Written request 1:
In the passage about the Cruise robotaxi dragging mishap, what struck the pedestrian before the Cruise vehicle did?
Written request 2:
Write the next part of the passage about the Cruise robotaxi dragging mishap, starting right after its final sentence.

The Exponent Report on the Cruise Pedestrian Dragging Mishap

On October 2, 2023, a Cruise robotaxi Autonomous Vehicle (AV) in San Francis-co struck and then later – as part of different maneuver – dragged a pedestrian under the vehicle as part of a more complex road mishap. The circumstances included a different human-driven vehicle striking the pedestrian first and what amounts to an attempted cover-up by Cruise senior management of the final portion (the dragging part) of the mishap. High level Cruise leadership was largely sacked. A significant fraction of staff were let go as well. A 3rd party external review was commissioned. Now we have the report..

Quinn Emanuel Investigation report:  Original Link / Archive.org link

High level takeaways based on the Exponent analysis (just the technical portion of the report):

• A computer-speed response could have avoided the initial crash between the Cruise AV and the pedestrian entirely. A slightly less quick response could have significantly reduced harm. This would have required the AV to recognize a person suddenly appearing in the travel lane in front of it, which it was not able to do. "Unavoidable" is not strictly true.
• The Cruise AV accelerated toward a pedestrian it knew was directly in front of the AV in a crosswalk, apparently because its end-to-end neural network predicted the pedestrian would be out of the way by the time it got there. That additional speed contributed to having a tight reaction time.

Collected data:
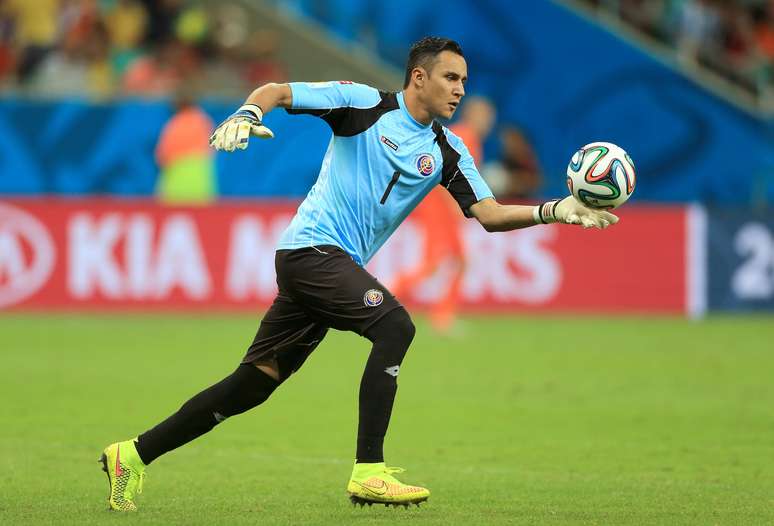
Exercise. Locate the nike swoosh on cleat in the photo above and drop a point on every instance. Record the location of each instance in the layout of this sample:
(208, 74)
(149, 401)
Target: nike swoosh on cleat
(381, 490)
(119, 471)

Answer 1:
A different, human-driven vehicle.

Answer 2:
• The Cruise AV tracked the pedestrian through the collision with the adjacent Nissan. It continued accelerating even though a pedestrian had just been hit in an adjacent lane, additionally reducing available reaction time.
• The Cruise vehicle had the legs of the trapped pedestrian in camera view during the entirety of the dragging event. In other words it had a sensor that saw the entrapment well enough that post-crash analysis confirmed that view. But that available sensor data did not result in a detection. Rather, the vehicle eventually stopped because of the resistance and excessive wheel spin caused by a rear wheel running up and over the pedestrian's legs and potentially other impediments to movement that might have been caused by the pedestrian trapped under the vehicle.
• The Cruise vehicle definitely knew it had hit something, but decided to initiate a pull-over maneuver and restart motion for <reasons>. Exponent states: "an alert and attentive human driver would be aware that an impact of some sort had occurred and would not have continued driving without further investigating the situation"

Details follow:

Graph excerpt (page 83):

I'll start by saying it is good to see that Cruise released the 3rd party reports instead of keeping them secret. Sadly, the technical report is heavily redacted, but here is what I can see from what I have to work with.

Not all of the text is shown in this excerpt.